Work item: Reproduce the entries below exactly, but leave the pictures out.

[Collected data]
# # # # #

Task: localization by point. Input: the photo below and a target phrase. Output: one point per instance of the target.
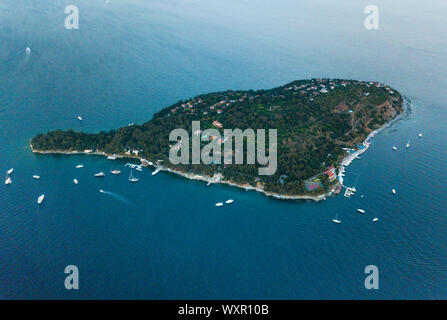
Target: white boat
(336, 220)
(131, 178)
(40, 199)
(156, 171)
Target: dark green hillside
(315, 119)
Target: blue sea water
(163, 238)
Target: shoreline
(191, 176)
(346, 161)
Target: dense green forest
(315, 119)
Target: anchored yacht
(131, 177)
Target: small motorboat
(132, 179)
(40, 199)
(336, 220)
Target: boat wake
(116, 196)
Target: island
(322, 125)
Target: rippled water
(163, 237)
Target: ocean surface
(163, 238)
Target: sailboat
(336, 220)
(115, 171)
(156, 171)
(40, 199)
(131, 178)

# # # # #

Solution to this problem:
Task: localization by point. Input: the photo below and a target phrase. Output: one point per instance of the target.
Target: white boat
(336, 220)
(131, 178)
(40, 199)
(156, 171)
Target: dark green hillside
(315, 119)
Target: blue sea water
(163, 238)
Target: shoreline
(191, 176)
(346, 161)
Target: dense green forest
(315, 119)
Target: anchored yacht
(131, 177)
Target: small motorboat
(132, 179)
(40, 199)
(336, 220)
Target: boat wake
(116, 196)
Target: island
(322, 125)
Target: rippled water
(163, 237)
Target: ocean surface
(163, 238)
Target: sailboat
(336, 220)
(115, 171)
(156, 171)
(40, 199)
(131, 178)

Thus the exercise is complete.